● **EXERCISE DESCRIPTION**: In the entries below, the lines from the one with "Where can the woman's hand" through the one with "Target: woman's face" are to be copied exactly; both ends count.

● **Data entries**:
§ §

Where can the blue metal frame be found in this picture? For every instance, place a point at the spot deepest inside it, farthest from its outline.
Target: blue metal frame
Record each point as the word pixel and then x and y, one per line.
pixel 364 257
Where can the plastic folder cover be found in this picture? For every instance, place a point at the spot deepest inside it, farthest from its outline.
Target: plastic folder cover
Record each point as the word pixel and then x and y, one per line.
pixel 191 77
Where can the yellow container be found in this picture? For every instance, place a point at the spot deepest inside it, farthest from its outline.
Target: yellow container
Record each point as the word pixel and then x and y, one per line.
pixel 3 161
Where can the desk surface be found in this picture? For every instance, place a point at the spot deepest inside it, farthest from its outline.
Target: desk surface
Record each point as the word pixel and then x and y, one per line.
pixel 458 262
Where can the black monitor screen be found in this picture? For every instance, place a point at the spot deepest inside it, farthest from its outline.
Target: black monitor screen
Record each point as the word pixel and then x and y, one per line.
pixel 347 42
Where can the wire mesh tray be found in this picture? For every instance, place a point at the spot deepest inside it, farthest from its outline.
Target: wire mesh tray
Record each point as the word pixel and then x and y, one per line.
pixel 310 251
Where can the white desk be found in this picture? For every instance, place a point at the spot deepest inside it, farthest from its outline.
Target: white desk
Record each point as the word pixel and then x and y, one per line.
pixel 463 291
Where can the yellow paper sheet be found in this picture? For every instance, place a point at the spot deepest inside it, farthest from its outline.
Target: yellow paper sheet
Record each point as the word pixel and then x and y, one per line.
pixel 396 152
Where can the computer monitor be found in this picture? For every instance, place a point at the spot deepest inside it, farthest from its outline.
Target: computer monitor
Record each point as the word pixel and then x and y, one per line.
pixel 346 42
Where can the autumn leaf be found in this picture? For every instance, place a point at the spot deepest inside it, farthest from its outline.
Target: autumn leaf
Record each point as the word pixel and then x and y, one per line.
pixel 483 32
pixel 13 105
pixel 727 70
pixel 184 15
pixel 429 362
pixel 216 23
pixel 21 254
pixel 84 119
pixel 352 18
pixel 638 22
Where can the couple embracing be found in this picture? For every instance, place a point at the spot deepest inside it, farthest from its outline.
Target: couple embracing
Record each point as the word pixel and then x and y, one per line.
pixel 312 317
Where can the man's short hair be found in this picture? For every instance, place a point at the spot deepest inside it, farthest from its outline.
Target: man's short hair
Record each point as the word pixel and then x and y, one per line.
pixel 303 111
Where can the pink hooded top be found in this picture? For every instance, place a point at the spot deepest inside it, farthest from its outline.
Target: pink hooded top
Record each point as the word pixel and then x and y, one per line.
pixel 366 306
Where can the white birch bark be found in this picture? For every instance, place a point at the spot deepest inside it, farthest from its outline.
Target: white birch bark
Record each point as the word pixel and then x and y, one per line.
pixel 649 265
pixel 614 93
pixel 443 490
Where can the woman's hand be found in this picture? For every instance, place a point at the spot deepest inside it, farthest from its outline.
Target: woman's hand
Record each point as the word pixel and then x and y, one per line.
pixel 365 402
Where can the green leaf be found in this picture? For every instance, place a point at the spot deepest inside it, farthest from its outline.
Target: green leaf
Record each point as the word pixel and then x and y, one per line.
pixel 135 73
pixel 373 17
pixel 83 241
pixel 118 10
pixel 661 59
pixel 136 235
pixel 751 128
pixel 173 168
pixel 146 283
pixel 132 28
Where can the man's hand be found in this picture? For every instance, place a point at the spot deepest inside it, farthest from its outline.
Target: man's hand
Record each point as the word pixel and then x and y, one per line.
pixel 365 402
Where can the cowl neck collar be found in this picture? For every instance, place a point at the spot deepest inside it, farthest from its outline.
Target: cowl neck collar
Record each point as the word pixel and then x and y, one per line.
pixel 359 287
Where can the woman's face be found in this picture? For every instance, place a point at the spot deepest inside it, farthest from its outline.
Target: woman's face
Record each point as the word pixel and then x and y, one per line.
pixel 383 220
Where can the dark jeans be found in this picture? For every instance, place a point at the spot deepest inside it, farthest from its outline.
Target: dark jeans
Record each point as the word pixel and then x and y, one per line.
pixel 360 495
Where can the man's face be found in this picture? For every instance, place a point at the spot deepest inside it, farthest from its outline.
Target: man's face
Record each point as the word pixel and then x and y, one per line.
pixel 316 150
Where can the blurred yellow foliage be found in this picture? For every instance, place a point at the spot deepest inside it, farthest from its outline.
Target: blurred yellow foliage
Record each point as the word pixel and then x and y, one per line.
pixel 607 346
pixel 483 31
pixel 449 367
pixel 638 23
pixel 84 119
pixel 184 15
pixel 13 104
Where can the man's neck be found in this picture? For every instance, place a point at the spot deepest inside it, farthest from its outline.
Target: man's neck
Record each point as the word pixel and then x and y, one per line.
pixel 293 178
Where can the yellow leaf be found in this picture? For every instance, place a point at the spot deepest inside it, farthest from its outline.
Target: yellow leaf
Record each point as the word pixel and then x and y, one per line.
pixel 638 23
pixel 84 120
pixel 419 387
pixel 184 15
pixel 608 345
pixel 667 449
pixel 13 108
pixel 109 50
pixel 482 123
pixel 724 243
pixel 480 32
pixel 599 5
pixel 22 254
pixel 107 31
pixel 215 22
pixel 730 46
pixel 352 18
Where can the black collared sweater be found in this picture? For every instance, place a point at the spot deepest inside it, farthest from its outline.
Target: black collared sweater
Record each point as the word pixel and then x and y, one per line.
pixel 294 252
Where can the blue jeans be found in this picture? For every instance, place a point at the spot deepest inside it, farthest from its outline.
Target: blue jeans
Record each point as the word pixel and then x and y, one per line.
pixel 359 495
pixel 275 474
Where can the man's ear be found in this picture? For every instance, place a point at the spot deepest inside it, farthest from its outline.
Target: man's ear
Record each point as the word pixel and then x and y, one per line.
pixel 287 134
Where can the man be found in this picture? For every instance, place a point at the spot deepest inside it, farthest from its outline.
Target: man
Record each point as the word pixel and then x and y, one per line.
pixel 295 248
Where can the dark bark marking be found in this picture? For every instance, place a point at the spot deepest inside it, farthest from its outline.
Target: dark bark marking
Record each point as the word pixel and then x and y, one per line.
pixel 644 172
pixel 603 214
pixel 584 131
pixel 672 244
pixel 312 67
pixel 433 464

§ §

● **EXPECTED ANSWER**:
Where can the woman's hand be found in this picture? For every instance, place a point at the spot deepest inside it, farthest from its outline.
Target: woman's hand
Record each point as the word pixel and then x and y, one per line.
pixel 365 402
Where can the green leaf be found in this picture? For every instance, place a point at the spot deepest inside it, farthest from its outline.
Target: green leaf
Record each point as the word pixel and then x and y, one per line.
pixel 135 73
pixel 373 17
pixel 83 241
pixel 118 10
pixel 661 59
pixel 136 235
pixel 751 128
pixel 173 168
pixel 146 283
pixel 132 28
Where can the man's hand be found in this picture? For every instance, place a point at the spot deepest inside it, farthest from its outline.
Target: man's hand
Record each point as the word pixel and then x and y, one per line.
pixel 365 402
Where can the cowl neck collar be found in this picture? For every instance, place a point at the spot deepest inside it, farthest from its outline.
Target: cowl neck collar
Record each point as the word pixel and then x and y, one per line.
pixel 359 287
Where can the woman's face be found in this picture? For every instance, place a point at the spot deepest inside it, farthest from its outline.
Target: woman's face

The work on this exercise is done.